== Data for processing ==

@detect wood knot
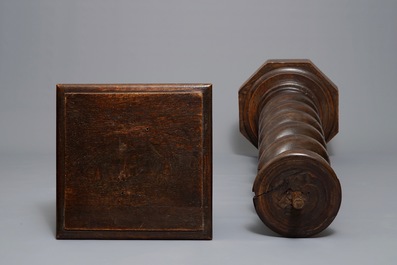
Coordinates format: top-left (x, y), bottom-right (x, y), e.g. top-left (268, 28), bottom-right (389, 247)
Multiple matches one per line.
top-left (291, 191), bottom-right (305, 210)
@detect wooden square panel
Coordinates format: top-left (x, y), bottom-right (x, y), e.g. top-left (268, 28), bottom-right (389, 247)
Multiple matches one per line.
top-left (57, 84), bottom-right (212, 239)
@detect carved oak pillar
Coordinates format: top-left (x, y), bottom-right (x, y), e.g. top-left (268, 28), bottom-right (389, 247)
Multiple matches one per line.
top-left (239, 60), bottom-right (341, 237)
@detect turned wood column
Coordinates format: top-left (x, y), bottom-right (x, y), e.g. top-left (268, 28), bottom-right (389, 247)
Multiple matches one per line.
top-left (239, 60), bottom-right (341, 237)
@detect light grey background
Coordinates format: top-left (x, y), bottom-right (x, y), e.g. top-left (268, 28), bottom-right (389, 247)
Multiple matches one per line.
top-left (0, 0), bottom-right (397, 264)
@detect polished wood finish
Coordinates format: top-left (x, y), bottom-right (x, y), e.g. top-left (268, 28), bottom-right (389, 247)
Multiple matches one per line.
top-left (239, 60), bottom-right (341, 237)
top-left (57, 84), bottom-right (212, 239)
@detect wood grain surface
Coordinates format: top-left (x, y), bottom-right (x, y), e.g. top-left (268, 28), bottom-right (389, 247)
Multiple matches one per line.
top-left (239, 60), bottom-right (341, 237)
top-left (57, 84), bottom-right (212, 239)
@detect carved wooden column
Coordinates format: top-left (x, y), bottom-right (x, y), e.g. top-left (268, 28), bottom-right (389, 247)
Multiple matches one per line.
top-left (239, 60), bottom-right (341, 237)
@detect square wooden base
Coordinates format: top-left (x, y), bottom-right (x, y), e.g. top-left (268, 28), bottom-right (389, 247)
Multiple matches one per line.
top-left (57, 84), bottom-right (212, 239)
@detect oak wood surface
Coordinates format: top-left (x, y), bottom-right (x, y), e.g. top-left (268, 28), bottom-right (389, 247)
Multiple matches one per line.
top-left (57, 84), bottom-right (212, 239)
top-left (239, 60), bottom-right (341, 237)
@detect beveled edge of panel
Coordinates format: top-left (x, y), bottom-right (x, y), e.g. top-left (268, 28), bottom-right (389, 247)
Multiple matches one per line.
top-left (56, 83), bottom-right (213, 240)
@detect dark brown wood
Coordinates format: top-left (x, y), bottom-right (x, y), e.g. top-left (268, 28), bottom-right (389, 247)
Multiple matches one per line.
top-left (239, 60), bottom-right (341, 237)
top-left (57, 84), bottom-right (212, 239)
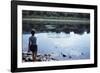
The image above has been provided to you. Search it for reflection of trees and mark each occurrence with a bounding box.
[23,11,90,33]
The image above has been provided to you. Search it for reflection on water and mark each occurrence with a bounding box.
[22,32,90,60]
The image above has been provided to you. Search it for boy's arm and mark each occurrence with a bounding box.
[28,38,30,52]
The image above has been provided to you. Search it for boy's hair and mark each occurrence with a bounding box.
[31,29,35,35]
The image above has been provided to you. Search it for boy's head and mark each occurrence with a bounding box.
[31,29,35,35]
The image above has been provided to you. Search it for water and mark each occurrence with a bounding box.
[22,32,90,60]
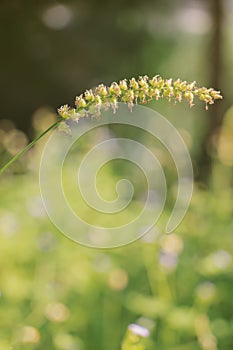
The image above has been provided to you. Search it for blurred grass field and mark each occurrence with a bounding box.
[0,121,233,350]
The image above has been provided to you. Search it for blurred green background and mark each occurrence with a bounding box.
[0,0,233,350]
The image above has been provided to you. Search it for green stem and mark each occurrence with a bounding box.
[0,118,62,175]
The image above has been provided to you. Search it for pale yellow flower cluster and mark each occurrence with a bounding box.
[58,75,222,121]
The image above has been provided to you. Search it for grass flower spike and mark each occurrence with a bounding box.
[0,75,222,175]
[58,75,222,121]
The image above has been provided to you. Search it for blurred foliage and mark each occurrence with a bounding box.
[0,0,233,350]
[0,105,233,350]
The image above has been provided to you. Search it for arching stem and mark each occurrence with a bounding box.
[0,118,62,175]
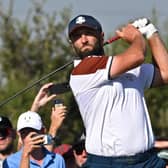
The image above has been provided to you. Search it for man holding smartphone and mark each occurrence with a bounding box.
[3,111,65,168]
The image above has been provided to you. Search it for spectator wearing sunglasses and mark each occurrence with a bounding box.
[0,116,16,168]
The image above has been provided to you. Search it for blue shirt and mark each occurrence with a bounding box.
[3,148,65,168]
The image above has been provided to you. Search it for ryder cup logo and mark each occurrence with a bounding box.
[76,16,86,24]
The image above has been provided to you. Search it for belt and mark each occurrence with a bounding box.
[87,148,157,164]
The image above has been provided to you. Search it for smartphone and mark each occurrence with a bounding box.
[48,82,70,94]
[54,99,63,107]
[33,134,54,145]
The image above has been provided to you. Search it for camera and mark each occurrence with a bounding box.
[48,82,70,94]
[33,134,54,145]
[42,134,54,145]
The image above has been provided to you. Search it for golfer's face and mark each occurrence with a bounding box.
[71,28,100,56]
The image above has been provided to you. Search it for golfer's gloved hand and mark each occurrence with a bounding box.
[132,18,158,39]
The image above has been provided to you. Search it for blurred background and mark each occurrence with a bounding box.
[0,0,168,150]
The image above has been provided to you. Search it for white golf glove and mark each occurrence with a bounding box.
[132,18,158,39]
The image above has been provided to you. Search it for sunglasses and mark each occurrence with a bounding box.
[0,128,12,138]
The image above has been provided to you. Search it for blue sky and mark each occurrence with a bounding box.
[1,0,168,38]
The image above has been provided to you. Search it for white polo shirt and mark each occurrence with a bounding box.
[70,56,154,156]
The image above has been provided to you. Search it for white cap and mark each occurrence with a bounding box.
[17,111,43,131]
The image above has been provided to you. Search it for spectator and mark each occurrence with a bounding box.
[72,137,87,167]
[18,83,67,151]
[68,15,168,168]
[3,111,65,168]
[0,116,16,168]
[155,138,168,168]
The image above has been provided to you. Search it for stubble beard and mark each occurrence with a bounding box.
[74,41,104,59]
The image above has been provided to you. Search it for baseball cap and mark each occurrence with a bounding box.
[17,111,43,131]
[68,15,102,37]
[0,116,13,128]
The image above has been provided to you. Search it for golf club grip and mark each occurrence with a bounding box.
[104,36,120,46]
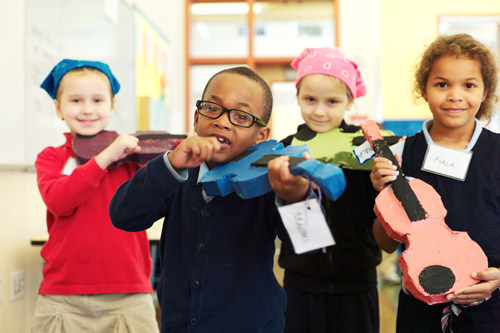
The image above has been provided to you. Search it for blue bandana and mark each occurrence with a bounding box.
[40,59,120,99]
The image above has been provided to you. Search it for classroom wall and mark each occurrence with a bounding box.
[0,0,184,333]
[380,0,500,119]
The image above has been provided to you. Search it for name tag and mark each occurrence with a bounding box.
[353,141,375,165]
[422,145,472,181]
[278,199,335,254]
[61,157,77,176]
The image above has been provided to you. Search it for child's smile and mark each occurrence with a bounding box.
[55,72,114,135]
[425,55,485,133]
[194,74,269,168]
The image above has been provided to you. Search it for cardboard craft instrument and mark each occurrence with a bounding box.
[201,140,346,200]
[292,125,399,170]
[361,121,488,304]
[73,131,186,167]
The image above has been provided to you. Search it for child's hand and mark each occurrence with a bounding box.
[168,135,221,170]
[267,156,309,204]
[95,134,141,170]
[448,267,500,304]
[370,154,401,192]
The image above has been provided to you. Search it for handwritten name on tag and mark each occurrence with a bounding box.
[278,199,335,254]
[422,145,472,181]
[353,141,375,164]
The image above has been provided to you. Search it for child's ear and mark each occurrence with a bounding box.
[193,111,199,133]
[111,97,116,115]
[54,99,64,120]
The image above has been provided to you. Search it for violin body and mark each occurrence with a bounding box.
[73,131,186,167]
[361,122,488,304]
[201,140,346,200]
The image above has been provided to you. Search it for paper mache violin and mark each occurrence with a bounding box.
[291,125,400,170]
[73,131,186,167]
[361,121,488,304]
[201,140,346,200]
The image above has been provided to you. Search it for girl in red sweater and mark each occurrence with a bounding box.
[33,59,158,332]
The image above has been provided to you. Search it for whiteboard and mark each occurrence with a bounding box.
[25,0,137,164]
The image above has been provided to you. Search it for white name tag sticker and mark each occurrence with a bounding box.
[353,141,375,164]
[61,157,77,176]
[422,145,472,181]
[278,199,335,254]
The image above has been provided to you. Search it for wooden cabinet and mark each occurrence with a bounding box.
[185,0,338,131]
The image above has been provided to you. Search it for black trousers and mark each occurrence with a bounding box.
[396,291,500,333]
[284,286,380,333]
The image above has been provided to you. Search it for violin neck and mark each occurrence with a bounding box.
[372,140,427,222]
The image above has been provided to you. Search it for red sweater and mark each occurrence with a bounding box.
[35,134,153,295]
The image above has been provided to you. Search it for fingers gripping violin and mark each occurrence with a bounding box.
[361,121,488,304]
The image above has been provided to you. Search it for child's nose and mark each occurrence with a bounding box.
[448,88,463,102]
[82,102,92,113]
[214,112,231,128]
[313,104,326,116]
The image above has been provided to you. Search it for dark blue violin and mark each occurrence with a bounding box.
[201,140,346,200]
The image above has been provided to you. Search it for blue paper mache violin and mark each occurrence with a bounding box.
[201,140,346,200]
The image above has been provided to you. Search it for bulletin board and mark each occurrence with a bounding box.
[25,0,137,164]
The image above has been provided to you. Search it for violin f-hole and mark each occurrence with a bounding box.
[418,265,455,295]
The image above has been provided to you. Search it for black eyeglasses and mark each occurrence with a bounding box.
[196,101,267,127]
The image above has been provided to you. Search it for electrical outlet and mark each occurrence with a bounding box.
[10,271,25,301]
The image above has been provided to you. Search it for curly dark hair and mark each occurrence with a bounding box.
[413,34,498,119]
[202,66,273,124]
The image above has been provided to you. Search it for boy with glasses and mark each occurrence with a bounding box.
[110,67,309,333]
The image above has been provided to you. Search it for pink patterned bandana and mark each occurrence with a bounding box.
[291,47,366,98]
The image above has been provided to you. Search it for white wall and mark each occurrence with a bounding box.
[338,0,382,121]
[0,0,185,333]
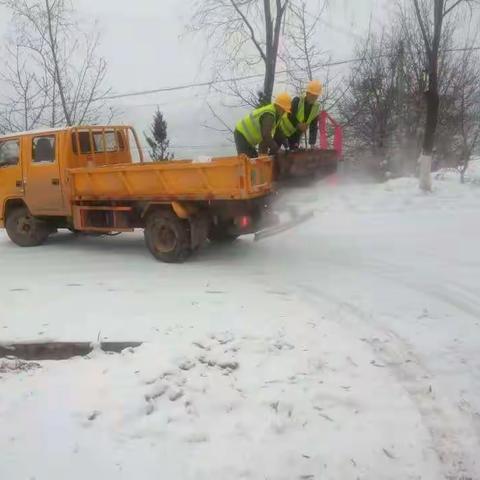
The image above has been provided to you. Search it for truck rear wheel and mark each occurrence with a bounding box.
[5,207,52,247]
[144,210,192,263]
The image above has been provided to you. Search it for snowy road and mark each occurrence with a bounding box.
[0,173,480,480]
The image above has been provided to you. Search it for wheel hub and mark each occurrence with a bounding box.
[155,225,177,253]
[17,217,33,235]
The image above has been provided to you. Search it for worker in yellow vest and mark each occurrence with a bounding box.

===

> **Set task**:
Please write out again, word for word, the stretch of lines above from the one containing "for boy with" through the last line, leaving out the pictures.

> **Solution to this problem**:
The image above has been provided to you. Search it for boy with glasses and mark each occurrence with a bounding box.
[110,67,309,333]
The image above has been provided to you. Search it for pink patterned bandana and mark each occurrence with a bounding box.
[291,47,366,98]
The image above has been provided to you. Search it for white wall and mark each occurrence with a bounding box.
[338,0,382,121]
[0,0,185,333]
The image above has been provided to you. Search it for truck rear wheel and mark each occurrence with a bounding box.
[5,207,52,247]
[144,210,192,263]
The image above has been provided to you. Search it for snowy road and mark each occurrence with a bounding box.
[0,173,480,480]
The image above has been provided to you. Search it for wheel hub and mark each occurrence with a bounding box.
[155,225,177,253]
[17,217,33,235]
The image above has been provided to you. Search it for worker in yellow vest and mark each occurrence with a bounding box.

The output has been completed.